-------- Source document --------

A more thourough answer
The question is a good one. It is no wonder you find it strange as it was only a few years back that CAP was proven (turned into a theorem). Many developers are as disappointed as a kid would be when theoretical physicist tells him to stop looking for the perpetual motion machine because it cannot work. We still want the scale-out consistent database, don't we?
The CAP theorem
The CAP theorem gives that any piece of information cannot have consistency (C), availability (A) and partition tolerance (P). It applies to a unit of information (such as a database). You can of course have independent pieces of information that operates differently. One piece could be AP, another could be CA and a third could be CP. You just cant have the same information being CAP.
The problem with the impossibility of the 'P' in a consistent and available database results in how a scaled-out database MUST do signalling between the nodes. The conclusion must be, that even in a hundred years from now, CAP gives that a single piece of consistent data will have to live on hardware interconnected using hard wires or light beams.
The problem with the P in CAP
The problem lies in performance if you apply horizontal scaling to an available consistent database. A good performance was the very reason to do horizontally scaling in the first place, this is a very bad thing. As every node needs communicate with the other nodes whenever there is database access to achieve consistency, and given the fact that signalling is ultimately limited by the speed of light, you are left with sad but true fact that database scientist (as well as CPU scientists) are not just being stubborn for failing to see scale-out as a a magical silver bullet. It will not happen because it cannot happen (however, parts of your database could be placed in a AP set, so remember, we are talking about consistent data here). Adding the theories of Einstein to the CAP theorem and the small box wins of the cloudy data-center for consistent data.

-------- Material --------

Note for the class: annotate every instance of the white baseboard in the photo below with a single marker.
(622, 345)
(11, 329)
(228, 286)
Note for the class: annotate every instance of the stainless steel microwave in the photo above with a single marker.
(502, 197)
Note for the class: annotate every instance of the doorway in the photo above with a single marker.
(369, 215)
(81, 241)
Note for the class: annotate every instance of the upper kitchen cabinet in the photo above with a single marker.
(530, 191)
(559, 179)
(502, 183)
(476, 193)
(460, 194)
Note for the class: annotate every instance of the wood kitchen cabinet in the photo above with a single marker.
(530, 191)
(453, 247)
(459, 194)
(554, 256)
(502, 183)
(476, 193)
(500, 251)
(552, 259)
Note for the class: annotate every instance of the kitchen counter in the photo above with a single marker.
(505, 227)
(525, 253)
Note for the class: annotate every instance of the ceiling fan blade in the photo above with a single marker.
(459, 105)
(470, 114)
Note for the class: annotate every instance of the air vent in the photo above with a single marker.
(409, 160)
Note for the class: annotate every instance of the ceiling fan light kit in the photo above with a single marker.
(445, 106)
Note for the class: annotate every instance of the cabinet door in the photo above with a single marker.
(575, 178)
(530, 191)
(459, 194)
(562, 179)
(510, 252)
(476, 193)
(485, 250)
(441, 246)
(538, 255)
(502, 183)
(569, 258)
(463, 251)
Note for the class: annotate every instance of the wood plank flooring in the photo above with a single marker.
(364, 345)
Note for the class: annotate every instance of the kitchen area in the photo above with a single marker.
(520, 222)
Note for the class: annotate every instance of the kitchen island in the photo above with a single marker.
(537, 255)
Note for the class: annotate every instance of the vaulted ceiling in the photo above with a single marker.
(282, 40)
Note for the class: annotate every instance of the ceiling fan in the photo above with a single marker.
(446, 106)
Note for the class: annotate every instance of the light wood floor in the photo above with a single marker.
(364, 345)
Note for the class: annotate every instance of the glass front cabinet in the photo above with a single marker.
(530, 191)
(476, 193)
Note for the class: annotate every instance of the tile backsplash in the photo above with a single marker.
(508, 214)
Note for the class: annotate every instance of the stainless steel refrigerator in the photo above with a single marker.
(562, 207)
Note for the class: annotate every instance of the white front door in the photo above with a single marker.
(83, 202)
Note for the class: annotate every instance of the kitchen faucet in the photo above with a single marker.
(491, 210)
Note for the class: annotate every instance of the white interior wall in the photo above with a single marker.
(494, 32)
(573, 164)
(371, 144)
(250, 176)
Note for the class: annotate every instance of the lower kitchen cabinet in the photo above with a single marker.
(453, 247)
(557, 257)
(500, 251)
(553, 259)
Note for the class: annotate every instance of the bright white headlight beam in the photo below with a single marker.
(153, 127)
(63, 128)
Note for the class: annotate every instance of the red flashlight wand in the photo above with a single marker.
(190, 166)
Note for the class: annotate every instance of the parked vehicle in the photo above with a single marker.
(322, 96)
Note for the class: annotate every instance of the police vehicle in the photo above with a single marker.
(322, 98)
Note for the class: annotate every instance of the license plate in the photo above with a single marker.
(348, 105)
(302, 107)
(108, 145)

--------

- _Problem to work on_: Copy the stretch from "The problem with the impossibility" through "or light beams." in the CAP theorem answer, renaming "hard wires" as "physical cables". The records have no role here.

- _Response_:
The problem with the impossibility of the 'P' in a consistent and available database results in how a scaled-out database MUST do signalling between the nodes. The conclusion must be, that even in a hundred years from now, CAP gives that a single piece of consistent data will have to live on hardware interconnected using physical cables or light beams.